EXERCISE BRIEF =
Wherever the string "sleeve" turns up in the data, copy the whole line.
====
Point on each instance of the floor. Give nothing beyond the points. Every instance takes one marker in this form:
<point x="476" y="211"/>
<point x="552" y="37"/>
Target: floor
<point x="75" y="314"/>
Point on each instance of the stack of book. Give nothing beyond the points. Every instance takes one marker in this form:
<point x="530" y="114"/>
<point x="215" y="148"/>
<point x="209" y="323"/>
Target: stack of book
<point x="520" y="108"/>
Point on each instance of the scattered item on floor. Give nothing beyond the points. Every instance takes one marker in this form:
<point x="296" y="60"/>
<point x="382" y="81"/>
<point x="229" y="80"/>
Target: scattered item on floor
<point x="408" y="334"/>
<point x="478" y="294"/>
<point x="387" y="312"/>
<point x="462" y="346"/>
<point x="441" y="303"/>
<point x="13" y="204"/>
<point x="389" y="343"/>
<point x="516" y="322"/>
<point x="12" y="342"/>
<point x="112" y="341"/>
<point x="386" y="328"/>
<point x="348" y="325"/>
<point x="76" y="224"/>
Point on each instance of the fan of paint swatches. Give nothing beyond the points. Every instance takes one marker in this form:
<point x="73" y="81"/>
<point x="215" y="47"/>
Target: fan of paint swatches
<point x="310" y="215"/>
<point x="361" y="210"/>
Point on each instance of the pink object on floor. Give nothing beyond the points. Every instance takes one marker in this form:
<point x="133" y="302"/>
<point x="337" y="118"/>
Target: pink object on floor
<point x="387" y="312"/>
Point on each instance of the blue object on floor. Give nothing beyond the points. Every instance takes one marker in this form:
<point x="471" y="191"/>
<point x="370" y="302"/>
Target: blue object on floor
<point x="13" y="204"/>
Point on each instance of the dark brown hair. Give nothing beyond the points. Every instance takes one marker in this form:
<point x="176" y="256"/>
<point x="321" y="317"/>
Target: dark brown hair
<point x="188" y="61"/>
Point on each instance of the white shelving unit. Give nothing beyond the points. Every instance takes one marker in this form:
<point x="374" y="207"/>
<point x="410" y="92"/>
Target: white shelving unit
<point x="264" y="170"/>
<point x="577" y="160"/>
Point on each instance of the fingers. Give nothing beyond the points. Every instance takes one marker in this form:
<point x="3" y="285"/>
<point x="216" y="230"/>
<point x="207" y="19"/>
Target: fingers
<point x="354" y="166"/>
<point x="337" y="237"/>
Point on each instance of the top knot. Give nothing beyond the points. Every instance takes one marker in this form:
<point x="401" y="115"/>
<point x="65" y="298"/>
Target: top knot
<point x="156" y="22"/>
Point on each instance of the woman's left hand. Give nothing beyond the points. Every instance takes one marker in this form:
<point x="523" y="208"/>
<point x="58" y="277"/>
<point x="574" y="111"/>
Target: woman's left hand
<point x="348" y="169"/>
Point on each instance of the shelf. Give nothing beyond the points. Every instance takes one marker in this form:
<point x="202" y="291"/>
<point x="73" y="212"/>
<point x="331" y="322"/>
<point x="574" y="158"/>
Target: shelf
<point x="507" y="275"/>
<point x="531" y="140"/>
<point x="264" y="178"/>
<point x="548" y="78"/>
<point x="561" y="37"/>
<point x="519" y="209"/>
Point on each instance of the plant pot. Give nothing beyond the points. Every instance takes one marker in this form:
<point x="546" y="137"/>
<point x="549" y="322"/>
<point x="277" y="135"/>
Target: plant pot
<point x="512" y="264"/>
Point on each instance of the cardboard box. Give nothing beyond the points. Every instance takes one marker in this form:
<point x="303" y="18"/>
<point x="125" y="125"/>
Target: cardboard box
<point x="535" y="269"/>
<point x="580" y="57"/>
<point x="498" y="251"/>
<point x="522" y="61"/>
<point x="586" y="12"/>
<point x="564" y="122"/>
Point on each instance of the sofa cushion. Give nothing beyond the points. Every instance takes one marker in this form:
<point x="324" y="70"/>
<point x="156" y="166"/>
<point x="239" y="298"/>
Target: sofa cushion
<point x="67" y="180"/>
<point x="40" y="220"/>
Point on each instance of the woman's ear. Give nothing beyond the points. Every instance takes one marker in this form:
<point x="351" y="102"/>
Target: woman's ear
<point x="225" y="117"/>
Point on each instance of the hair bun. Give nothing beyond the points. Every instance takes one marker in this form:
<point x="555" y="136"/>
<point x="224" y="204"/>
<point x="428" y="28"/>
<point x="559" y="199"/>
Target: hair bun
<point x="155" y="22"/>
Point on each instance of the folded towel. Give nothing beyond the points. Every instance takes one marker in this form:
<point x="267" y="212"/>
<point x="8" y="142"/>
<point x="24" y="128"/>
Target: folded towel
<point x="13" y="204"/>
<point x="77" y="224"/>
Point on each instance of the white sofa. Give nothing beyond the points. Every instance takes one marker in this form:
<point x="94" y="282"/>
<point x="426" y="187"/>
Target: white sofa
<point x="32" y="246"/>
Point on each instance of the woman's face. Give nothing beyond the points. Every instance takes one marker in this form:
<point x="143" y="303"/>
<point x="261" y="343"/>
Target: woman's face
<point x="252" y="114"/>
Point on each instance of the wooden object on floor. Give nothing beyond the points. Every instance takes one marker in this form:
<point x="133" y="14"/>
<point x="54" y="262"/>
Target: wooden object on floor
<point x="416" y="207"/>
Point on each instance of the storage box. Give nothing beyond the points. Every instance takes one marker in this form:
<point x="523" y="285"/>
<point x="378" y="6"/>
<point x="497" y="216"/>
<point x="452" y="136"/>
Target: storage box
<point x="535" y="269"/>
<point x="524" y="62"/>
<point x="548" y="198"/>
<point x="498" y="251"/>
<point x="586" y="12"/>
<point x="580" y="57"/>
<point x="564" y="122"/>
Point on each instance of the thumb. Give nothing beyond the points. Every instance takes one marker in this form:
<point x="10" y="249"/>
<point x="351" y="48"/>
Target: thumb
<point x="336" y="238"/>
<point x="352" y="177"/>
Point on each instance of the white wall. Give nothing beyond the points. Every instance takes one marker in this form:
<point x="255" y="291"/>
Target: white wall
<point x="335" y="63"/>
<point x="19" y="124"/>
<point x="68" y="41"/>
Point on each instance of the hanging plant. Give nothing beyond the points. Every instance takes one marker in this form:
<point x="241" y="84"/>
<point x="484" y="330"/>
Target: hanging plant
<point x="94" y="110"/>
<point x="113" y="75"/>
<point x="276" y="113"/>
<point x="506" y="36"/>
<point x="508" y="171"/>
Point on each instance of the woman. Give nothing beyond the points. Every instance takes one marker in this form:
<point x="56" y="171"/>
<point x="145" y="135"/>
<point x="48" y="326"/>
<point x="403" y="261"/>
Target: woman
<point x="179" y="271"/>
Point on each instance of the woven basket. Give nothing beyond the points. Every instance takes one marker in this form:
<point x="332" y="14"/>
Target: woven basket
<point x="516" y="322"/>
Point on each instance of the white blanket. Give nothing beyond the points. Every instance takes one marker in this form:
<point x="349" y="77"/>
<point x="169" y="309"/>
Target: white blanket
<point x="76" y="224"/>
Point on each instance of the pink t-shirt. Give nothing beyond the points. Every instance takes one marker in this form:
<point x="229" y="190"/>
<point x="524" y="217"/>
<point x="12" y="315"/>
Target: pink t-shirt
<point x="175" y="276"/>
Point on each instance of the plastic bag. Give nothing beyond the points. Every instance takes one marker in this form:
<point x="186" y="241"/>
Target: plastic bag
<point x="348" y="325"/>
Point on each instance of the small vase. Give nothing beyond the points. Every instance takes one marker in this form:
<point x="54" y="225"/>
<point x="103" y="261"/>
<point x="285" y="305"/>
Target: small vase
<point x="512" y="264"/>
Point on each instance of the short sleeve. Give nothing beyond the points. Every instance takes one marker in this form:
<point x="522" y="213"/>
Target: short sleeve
====
OUTPUT OF THE EXERCISE =
Point on each instance of the short sleeve. Give nothing beyond the points. Every instance takes one marker in this form:
Target: short sleeve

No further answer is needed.